:: GIVEN ENTRIES ::
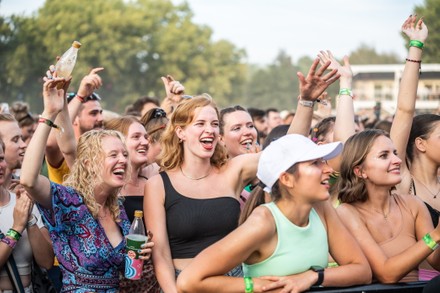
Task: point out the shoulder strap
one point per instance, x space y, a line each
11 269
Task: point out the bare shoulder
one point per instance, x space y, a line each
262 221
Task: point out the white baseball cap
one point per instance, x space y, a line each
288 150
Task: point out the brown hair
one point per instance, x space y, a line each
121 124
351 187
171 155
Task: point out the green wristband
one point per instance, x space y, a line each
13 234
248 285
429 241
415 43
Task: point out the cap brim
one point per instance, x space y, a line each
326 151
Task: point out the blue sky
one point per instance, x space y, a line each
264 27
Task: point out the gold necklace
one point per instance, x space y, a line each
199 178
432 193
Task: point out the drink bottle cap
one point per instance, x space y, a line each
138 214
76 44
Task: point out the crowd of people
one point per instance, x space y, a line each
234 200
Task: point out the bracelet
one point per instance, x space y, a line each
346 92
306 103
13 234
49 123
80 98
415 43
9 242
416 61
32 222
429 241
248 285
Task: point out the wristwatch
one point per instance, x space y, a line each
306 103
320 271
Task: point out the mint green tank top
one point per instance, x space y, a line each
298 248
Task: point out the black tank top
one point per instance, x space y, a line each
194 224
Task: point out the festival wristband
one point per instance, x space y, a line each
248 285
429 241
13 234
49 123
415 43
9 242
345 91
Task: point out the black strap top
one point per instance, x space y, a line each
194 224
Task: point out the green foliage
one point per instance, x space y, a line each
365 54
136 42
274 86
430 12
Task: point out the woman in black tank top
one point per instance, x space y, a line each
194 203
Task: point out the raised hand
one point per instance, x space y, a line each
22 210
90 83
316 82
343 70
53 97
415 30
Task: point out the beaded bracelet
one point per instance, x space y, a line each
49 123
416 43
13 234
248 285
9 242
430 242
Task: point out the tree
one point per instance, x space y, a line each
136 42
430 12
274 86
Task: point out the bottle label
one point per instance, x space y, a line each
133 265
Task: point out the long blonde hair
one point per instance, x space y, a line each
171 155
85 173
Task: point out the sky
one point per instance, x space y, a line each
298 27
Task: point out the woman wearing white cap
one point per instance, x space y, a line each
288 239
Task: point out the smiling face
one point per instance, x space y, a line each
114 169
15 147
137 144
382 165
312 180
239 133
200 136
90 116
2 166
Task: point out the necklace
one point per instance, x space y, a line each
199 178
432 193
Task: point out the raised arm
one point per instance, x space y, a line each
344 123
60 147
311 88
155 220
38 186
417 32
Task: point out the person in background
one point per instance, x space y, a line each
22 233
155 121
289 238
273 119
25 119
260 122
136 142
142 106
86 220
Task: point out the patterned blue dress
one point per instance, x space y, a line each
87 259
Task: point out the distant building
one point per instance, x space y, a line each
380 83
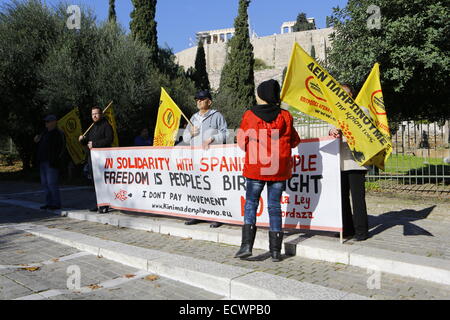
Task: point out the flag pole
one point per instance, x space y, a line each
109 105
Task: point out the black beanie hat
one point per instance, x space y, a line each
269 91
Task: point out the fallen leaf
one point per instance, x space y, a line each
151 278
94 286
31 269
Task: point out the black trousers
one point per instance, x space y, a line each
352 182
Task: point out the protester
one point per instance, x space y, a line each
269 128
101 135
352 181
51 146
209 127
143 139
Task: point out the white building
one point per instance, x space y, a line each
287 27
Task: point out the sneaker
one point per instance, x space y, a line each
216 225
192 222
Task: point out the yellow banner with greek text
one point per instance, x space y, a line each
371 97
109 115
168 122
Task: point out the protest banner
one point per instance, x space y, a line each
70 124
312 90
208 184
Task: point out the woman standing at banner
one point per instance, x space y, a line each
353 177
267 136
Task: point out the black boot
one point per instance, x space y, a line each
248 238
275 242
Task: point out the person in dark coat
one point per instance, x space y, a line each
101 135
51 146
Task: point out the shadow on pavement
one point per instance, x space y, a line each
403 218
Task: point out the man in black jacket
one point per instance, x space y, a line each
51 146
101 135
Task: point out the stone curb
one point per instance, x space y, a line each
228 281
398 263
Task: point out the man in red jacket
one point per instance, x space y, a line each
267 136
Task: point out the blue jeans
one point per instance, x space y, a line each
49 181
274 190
:::
■ **EXERCISE BRIEF**: Copy the material shown above in full and exactly. Skip the pictures.

■ **REPLY TO THE EXERCISE**:
Task: point out the shoulder strap
one point per instance, x space y, a line each
11 269
Task: point out the bare shoulder
one point per instance, x space y, a line each
262 221
Task: point out the white baseball cap
one point per instance, x space y, a line each
288 150
Task: point out the brown hair
one point per instance, x space y, a line each
121 124
351 187
171 155
Task: point out the green wristband
one point per instance, x space y, a line each
13 234
248 285
429 241
415 43
Task: point out the cap brim
one point per instance, x space y, a line each
326 151
Task: point out the blue sky
one point per instance, x space y, a line each
264 27
Task: point out the gold necklace
one point per instance, x space y, a line each
199 178
432 193
Task: point out the drink bottle cap
one point per instance, x space y, a line each
138 214
76 44
Task: point out the crowd of people
one point per instance, x space y, a line each
234 200
Task: point out the bracelet
one point per instance, x space y, a line each
346 92
306 103
13 234
49 123
80 98
415 43
9 242
416 61
32 222
429 241
248 285
Task: point out the wristwatch
one point per instance, x space y, a line each
306 103
320 271
Task: point out the mint green tank top
one point per instance, x space y, a line each
298 248
Task: point out the black tank top
one point per instance, x space y, a line each
194 224
Task: point out the festival wristband
one point per instance, x space y, a line each
248 285
429 241
13 234
49 123
415 43
9 242
345 91
Task: point out the black strap top
one point per instance, x space y, a line each
194 224
Task: point out the green foliage
one point per instance, x space y, a line each
365 54
136 42
274 86
430 12
Task: point out the woman in black tank top
one point per instance, x space y, a line each
194 203
Task: point out the raised hand
one point per instance, x space y, a line each
22 210
90 83
316 82
343 70
53 97
415 30
Task: point out the beaded bracelet
one point per instance, x space y, a line each
49 123
416 43
13 234
248 285
9 242
430 242
Task: point out the tree
one point per instance, x space y, a line each
136 42
430 12
274 86
Task: point out the bottle label
one point per instance, x space y, a line each
133 265
Task: point out the long blonde hair
one point per instance, x space y, a line each
171 155
85 173
Task: point out the sky
one point per instance, x space y, a line each
298 27
Task: point out the woman wearing white cap
one point per instance, x space y, a line each
288 239
Task: point out the smiling face
one point per instance, x space y, a line each
114 169
15 147
137 144
382 165
312 180
239 133
200 136
90 116
2 166
Task: point out the necklace
one point per instance, x space y, a line each
199 178
432 193
Task: point out the raised arm
one point per instance, x space y, a line each
344 123
60 147
311 88
155 220
38 186
417 32
Task: point out the person in background
one point per instance, x space y, a line each
22 233
155 121
289 238
273 119
25 119
260 122
136 142
142 106
86 220
Task: point out the patterned blue dress
one point per instance, x space y, a line each
87 259
Task: point out the distant building
one point per instance, x space y, a line each
380 83
Task: point out the flag pole
one point per instance, x space y, a line each
109 105
Task: point out the black beanie hat
one point per instance, x space y, a line each
269 91
Task: point out the fallen leaf
one point per instance, x space y, a line each
151 278
94 286
31 269
Task: point out the black trousers
one point per instance, x space y, a line each
352 182
Task: point out the protester
one point per instance, x space y, a line each
269 128
101 135
352 181
51 146
209 127
143 139
Task: point out the white building
one point per instance, x space y, a line each
287 27
Task: point out the sneaker
one point per instance, x space y, a line each
216 225
192 222
Task: point out the yellow banner with greek text
one point per instance, x space y, a line each
371 97
109 115
168 122
Task: point out the protest banner
one point per instance, x space y, a line each
70 124
312 90
208 184
Task: point out the woman standing at banner
one point per instance, x space y, a line each
353 177
267 136
Task: point out the black boot
one point per instance, x space y, a line each
248 238
275 242
Task: point out the person in dark coat
one point per instance, x space y, a line each
101 135
51 146
Task: point out the shadow on pavement
one point per instance, x space y, a line each
403 218
Task: point out the man in black jacket
one point per instance, x space y, a line each
51 146
101 135
Task: point out the stone curb
one point per instance, x space y, a line each
228 281
398 263
Task: point out the man in red jacket
one point per instance, x space y, a line each
267 136
Task: point out the blue jeans
one point per instance, x space y, a line each
49 181
274 190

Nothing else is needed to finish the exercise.